Excerpt to read:
━━━━━━━━━━
Hidden Gem: Bartholdi Fountain

Bartholdi Fountain Blog 01

Bartholdi Fountain, Evening Light

Last Friday, a photographer colleague and I went into the city to take some photographs of the Bartholdi Fountain, located directly across Independence Avenue from the US Botanic Garden.  The fountain is located in Bartholdi Park, a two-acre garden managed by the US Botanic Garden. It is named after Frederic Auguste Bartholdi, the designer of the 30-foot tall fountain which is the central feature of the park.  Bartholdi is best known as the creator of the Statue of Liberty. The fountain was originally commissioned for the 1876 Centennial Exposition in Philadelphia and was brought to Washington afterwards.  It fell into disrepair but a 3-year restoration was completed in 2011 and the result was well worth the wait. (Technical data for above image: Nikon D800E on tripod with 24-70mm f/2.8 lens @ 24mm; 5 sec. @ f/16, ISO 100; 5 separate images photomerged)
━━━━━━━━━━
Data extract:
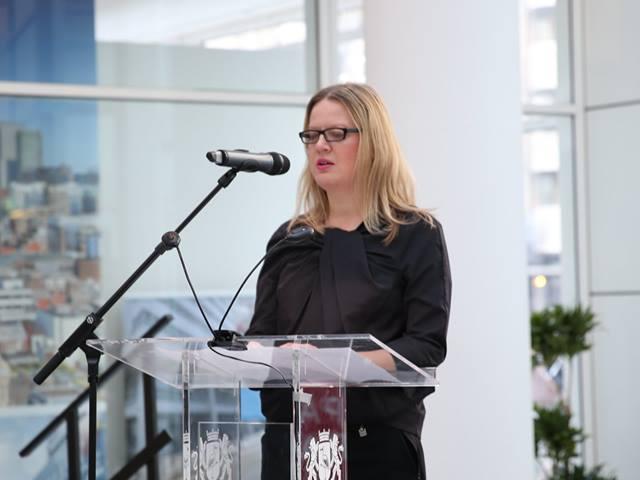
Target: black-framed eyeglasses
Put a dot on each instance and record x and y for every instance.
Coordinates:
(330, 134)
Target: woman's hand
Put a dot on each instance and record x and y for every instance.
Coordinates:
(381, 358)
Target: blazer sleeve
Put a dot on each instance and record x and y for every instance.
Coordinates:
(427, 297)
(265, 310)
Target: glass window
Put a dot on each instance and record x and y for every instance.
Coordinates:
(58, 160)
(546, 65)
(548, 158)
(250, 45)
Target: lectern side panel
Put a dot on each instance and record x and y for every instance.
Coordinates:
(323, 433)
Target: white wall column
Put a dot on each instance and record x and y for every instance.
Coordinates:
(449, 72)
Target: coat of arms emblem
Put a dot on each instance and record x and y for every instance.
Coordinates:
(323, 458)
(216, 457)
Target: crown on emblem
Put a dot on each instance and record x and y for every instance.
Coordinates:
(324, 435)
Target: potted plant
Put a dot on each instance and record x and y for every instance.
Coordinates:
(558, 334)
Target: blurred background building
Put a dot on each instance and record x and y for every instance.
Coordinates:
(519, 120)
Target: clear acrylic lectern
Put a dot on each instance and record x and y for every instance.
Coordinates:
(317, 369)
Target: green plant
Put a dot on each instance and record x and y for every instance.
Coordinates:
(559, 333)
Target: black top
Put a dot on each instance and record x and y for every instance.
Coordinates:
(350, 282)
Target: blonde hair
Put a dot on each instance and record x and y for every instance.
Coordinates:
(383, 180)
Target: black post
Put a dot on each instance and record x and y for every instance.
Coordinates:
(93, 361)
(73, 444)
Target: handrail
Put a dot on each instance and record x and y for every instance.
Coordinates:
(70, 414)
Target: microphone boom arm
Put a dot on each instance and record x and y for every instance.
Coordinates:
(169, 240)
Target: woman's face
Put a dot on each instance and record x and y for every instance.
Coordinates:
(332, 164)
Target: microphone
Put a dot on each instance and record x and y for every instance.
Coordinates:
(228, 338)
(271, 163)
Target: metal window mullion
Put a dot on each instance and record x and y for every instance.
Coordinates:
(91, 92)
(581, 225)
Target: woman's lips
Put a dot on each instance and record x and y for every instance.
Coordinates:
(323, 164)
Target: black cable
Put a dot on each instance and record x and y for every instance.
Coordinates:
(297, 234)
(254, 363)
(239, 289)
(195, 296)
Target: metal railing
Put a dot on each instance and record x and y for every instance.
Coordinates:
(69, 416)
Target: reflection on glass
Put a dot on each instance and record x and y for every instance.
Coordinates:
(547, 158)
(257, 45)
(545, 52)
(350, 40)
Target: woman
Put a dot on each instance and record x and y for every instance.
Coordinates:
(376, 264)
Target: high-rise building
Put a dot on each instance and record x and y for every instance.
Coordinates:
(29, 152)
(8, 153)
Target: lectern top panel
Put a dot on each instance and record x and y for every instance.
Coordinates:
(266, 362)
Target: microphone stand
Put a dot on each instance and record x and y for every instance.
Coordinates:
(85, 331)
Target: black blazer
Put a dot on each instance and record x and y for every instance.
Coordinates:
(350, 282)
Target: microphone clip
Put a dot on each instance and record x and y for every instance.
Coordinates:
(227, 339)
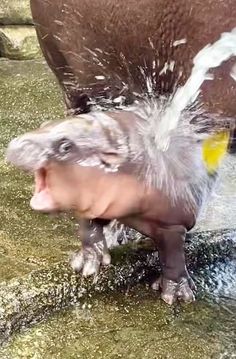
━━━━━━━━━━
To-do list:
1. Please return the stretch of the Bartholdi Fountain post from "Last Friday, a" through "separate images photomerged)", copied word for word.
2. According to the Bartholdi Fountain post, what event was the fountain originally commissioned for?
3. Name every piece of equipment listed in the technical data of the Bartholdi Fountain post.
The entries are separate material and are not part of the Bartholdi Fountain post.

Outputs:
1.
Last Friday, a photographer colleague and I went into the city to take some photographs of the Bartholdi Fountain, located directly across Independence Avenue from the US Botanic Garden.  The fountain is located in Bartholdi Park, a two-acre garden managed by the US Botanic Garden. It is named after Frederic Auguste Bartholdi, the designer of the 30-foot tall fountain which is the central feature of the park.  Bartholdi is best known as the creator of the Statue of Liberty. The fountain was originally commissioned for the 1876 Centennial Exposition in Philadelphia and was brought to Washington afterwards.  It fell into disrepair but a 3-year restoration was completed in 2011 and the result was well worth the wait. (Technical data for above image: Nikon D800E on tripod with 24-70mm f/2.8 lens @ 24mm; 5 sec. @ f/16, ISO 100; 5 separate images photomerged)

2. The 1876 Centennial Exposition in Philadelphia.

3. Nikon D800E, tripod, 24-70mm f/2.8 lens